*** Opening of Selected text ***
Reshma Aur Shera (; translation: Reshma and Shera) is a 1971 Hindi crime drama film produced and directed by Sunil Dutt and starring Waheeda Rehman as Reshma and Sunil Dutt as Shera. It also stars Vinod Khanna, Amitabh Bachchan, Raakhee, Ranjeet, K.N. Singh, Jayant and Amrish Puri in supporting roles. Sunil Dutt's son Sanjay Dutt, who was 12 years at the time, appears briefly as a Qawwali singer in his first film appearance.

Reshma Aur Shera received high critical acclaim from domestic and international critics and was nominated for the Golden Bear at the 22nd Berlin International Film Festival. It was selected as the Indian entry for the Best Foreign Language Film at the 44th Academy Awards, but was not accepted as a nominee.

Reshma Aur Shera won 3 awards at the 19th National Film Awards. Waheeda Rehman won the National Film Award for Best Actress for her highly-acclaimed performance in the film. The film also won the National Film Award for Best Music Direction for Jaidev and the National Film Award for Best Cinematography for Ramachandra.
*** Close of Selected text ***
• **Assignment**:
Write out the film overview above word for word, in full.
*** Opening of Dataset content ***
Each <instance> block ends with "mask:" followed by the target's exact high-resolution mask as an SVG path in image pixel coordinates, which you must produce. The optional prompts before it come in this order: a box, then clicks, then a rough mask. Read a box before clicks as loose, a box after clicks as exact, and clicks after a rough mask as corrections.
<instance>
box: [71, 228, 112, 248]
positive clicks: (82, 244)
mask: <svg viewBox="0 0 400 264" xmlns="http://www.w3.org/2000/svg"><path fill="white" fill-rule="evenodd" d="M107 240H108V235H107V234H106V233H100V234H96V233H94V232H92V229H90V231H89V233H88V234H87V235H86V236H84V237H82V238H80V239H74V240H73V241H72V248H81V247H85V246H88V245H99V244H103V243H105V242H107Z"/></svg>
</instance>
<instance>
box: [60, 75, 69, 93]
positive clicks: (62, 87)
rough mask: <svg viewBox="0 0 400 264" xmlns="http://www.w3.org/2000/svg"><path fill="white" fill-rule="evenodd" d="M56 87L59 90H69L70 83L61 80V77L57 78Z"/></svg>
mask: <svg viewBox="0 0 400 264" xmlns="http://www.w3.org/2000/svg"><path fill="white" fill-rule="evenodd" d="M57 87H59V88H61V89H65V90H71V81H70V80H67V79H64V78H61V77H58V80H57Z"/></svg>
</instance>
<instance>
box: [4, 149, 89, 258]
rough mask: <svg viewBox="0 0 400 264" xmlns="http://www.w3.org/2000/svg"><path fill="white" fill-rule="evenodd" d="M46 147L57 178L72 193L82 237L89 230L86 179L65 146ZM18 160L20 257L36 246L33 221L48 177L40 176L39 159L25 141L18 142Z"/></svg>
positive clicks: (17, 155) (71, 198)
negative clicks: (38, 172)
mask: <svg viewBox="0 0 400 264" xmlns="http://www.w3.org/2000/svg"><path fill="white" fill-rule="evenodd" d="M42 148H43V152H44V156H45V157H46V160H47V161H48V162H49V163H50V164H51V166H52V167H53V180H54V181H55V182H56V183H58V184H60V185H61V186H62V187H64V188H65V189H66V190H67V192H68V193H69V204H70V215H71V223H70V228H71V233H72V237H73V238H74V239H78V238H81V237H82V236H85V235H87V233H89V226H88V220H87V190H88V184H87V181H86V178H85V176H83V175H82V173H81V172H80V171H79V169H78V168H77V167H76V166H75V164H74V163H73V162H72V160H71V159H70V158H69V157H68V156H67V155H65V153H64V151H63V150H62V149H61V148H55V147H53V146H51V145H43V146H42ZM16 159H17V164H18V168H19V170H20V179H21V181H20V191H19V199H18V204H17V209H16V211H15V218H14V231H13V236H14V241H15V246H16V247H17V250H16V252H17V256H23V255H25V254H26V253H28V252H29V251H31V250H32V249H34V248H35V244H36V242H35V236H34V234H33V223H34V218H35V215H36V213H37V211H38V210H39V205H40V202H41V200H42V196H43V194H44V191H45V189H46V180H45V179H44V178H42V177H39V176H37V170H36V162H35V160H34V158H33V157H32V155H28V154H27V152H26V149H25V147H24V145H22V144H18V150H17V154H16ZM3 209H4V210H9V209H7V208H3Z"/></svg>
*** Close of Dataset content ***
• **Task solution**:
Reshma Aur Shera (; translation: Reshma and Shera) is a 1971 Hindi crime drama film produced and directed by Sunil Dutt and starring Waheeda Rehman as Reshma and Sunil Dutt as Shera. It also stars Vinod Khanna, Amitabh Bachchan, Raakhee, Ranjeet, K.N. Singh, Jayant and Amrish Puri in supporting roles. Sunil Dutt's son Sanjay Dutt, who was 12 years at the time, appears briefly as a Qawwali singer in his first film appearance.

Reshma Aur Shera received high critical acclaim from domestic and international critics and was nominated for the Golden Bear at the 22nd Berlin International Film Festival. It was selected as the Indian entry for the Best Foreign Language Film at the 44th Academy Awards, but was not accepted as a nominee.

Reshma Aur Shera won 3 awards at the 19th National Film Awards. Waheeda Rehman won the National Film Award for Best Actress for her highly-acclaimed performance in the film. The film also won the National Film Award for Best Music Direction for Jaidev and the National Film Award for Best Cinematography for Ramachandra.